# Problem statement
Which lines in the records below contain the word "street"? Find each one and copy it in full, treating uppercase and lowercase as different.

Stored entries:
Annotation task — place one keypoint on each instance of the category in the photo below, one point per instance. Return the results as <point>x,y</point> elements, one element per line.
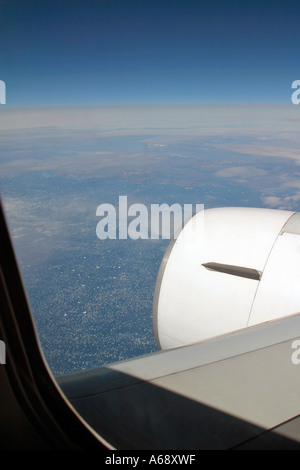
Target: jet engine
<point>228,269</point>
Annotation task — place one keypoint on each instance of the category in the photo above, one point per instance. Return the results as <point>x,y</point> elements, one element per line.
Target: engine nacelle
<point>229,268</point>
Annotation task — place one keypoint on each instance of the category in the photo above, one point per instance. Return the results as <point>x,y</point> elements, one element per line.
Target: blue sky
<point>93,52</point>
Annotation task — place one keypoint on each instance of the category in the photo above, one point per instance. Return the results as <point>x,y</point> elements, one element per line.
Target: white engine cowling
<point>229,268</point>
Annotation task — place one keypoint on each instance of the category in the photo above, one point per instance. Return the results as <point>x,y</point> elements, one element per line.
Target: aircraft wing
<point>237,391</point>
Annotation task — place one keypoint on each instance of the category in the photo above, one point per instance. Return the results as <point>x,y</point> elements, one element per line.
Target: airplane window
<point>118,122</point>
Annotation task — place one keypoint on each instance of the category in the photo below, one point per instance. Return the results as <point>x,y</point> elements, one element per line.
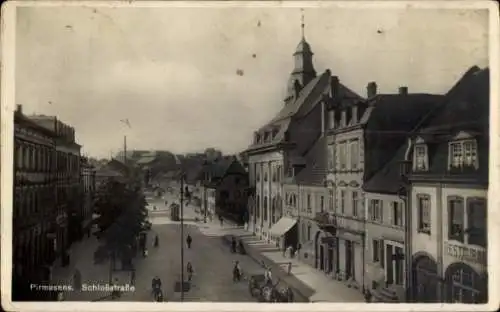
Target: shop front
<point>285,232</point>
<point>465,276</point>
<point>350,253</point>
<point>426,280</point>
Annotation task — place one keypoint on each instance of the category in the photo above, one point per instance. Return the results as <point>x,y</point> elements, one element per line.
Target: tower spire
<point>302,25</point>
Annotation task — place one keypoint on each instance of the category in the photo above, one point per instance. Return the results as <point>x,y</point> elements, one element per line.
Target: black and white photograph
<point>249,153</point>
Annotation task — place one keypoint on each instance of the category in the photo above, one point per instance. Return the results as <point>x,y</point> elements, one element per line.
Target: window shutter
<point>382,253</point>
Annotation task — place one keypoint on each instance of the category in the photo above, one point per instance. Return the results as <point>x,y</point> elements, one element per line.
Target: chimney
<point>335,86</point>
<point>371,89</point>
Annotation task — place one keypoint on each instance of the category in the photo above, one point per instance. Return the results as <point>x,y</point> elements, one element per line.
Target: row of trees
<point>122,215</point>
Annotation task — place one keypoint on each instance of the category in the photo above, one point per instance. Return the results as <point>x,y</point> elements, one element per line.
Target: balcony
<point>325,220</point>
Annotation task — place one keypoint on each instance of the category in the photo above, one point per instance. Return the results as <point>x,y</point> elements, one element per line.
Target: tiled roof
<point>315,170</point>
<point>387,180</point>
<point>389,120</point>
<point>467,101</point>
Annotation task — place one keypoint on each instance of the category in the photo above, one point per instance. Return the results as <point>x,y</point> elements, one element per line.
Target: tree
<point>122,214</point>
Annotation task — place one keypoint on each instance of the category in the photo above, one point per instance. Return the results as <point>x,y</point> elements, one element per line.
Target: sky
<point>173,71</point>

* * *

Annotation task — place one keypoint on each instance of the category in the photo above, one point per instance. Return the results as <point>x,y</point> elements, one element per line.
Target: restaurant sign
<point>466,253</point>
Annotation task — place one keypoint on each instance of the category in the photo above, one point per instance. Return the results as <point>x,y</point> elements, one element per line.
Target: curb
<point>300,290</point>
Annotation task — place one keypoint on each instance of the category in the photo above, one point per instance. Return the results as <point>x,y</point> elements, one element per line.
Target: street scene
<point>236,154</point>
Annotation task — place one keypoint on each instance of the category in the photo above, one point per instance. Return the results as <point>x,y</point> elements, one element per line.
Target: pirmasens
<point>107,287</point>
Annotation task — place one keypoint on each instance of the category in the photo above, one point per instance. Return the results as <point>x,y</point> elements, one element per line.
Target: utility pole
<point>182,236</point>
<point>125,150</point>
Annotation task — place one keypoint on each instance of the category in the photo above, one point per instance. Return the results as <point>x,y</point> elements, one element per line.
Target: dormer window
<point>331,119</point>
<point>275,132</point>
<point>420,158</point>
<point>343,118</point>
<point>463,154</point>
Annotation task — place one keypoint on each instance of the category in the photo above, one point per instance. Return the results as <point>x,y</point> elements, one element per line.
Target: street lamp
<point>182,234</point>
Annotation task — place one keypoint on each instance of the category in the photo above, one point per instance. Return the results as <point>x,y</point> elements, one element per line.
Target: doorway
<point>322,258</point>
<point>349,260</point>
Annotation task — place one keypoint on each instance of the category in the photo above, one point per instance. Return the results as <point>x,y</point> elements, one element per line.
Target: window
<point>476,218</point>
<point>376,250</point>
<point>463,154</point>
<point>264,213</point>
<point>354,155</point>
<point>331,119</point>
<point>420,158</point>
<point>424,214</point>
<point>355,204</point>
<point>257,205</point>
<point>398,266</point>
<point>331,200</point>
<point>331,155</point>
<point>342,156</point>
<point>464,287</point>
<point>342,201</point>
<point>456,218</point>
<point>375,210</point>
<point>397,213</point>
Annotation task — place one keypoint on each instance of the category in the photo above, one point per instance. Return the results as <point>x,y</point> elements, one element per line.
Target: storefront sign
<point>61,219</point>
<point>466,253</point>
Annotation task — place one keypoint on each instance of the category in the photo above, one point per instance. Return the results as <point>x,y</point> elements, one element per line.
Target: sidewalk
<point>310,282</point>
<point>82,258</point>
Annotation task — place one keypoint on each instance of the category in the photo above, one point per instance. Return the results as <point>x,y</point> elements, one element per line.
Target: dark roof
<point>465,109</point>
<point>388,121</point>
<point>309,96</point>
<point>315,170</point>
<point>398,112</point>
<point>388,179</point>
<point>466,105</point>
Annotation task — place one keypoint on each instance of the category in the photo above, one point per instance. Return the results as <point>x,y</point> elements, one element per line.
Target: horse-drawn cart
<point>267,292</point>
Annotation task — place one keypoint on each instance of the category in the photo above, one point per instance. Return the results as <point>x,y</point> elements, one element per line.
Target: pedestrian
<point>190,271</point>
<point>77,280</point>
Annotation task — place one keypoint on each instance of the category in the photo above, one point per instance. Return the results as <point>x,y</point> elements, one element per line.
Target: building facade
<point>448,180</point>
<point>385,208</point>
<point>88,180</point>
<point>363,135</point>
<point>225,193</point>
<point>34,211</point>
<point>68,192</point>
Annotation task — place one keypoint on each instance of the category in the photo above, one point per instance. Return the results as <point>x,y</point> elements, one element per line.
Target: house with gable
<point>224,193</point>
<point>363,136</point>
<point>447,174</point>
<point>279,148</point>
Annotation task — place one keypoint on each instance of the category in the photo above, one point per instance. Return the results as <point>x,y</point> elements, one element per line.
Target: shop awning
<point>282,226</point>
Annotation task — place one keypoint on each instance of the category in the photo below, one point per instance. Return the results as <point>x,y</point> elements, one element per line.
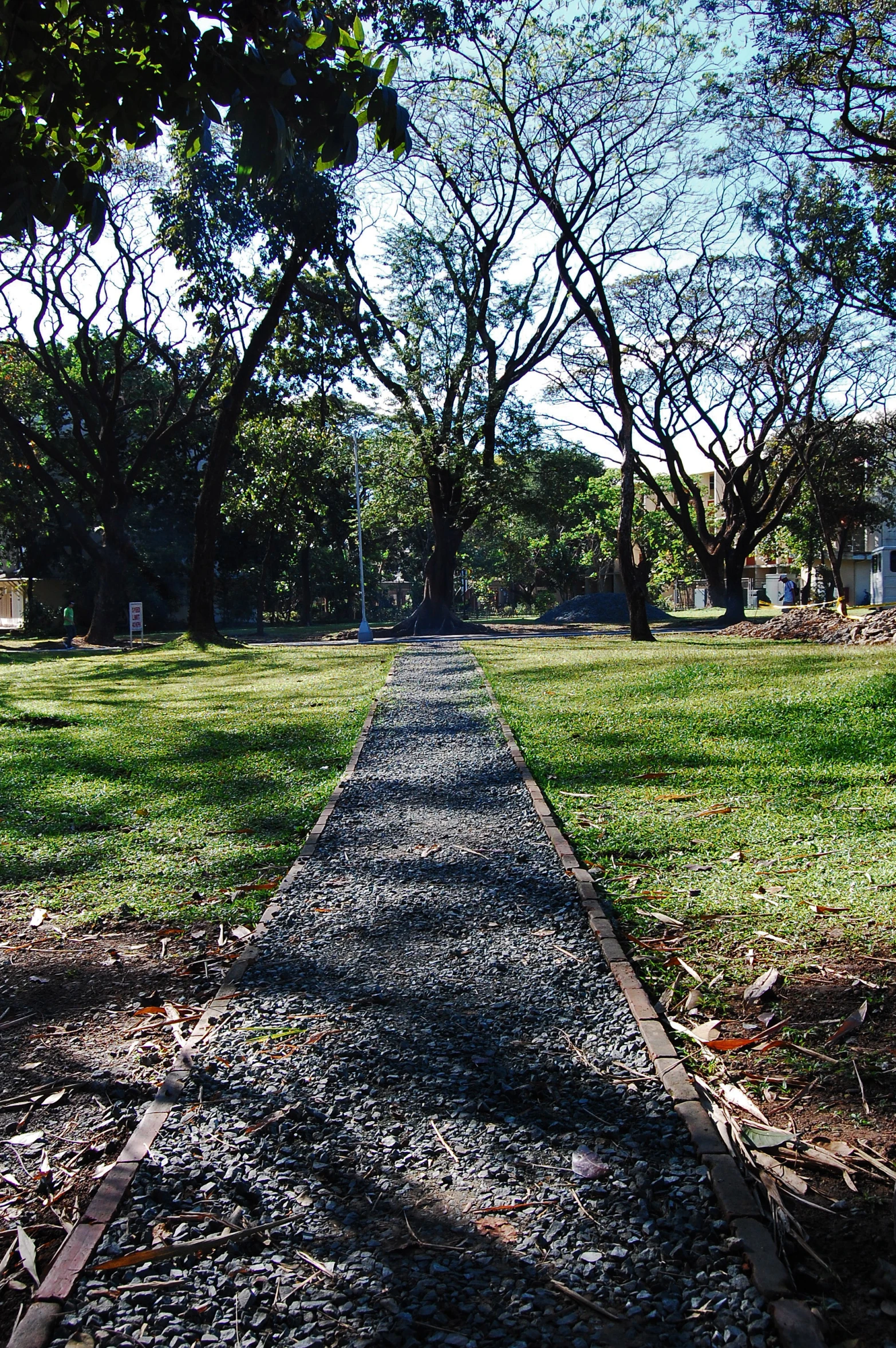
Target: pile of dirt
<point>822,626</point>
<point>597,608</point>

--

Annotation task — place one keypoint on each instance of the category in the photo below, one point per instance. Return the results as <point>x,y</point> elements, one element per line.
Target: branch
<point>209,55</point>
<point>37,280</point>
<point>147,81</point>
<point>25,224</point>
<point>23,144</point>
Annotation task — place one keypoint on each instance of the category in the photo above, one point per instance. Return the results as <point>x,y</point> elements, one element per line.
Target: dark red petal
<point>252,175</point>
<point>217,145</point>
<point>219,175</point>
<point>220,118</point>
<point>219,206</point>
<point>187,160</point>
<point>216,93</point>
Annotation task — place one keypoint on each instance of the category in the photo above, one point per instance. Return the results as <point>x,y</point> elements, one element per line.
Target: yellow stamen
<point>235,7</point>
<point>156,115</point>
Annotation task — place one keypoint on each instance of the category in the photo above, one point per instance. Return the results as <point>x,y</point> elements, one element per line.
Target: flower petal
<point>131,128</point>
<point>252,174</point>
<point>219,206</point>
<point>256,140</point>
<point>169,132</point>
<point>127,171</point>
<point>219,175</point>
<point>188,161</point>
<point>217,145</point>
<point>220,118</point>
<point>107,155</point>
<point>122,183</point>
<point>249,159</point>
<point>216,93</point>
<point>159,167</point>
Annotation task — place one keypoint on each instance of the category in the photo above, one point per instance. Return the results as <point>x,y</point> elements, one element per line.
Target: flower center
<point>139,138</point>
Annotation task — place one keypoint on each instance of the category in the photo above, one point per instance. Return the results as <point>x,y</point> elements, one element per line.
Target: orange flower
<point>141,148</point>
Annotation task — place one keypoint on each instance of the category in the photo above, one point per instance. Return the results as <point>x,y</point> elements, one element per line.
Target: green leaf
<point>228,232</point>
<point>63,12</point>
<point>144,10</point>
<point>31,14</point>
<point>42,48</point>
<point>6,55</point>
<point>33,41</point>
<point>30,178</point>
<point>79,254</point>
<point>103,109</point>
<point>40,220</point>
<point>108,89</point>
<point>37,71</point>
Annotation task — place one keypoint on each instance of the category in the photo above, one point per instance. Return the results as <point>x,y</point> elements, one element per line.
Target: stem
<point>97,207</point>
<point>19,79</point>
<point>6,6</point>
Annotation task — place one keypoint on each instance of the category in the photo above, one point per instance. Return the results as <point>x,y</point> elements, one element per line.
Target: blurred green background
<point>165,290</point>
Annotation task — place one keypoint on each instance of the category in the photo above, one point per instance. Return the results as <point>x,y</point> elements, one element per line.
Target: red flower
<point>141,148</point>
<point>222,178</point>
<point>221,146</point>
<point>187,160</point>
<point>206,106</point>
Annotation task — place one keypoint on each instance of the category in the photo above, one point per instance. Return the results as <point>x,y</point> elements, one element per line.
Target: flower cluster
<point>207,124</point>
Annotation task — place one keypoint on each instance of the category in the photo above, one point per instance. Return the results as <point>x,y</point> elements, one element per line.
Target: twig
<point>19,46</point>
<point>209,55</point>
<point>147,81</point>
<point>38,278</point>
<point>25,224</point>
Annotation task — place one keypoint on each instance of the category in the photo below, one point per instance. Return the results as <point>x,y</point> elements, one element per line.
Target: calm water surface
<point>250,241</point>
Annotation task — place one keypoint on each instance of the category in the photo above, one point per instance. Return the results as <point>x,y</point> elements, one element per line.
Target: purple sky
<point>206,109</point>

# Expected answer
Target: street scene
Target: street lamp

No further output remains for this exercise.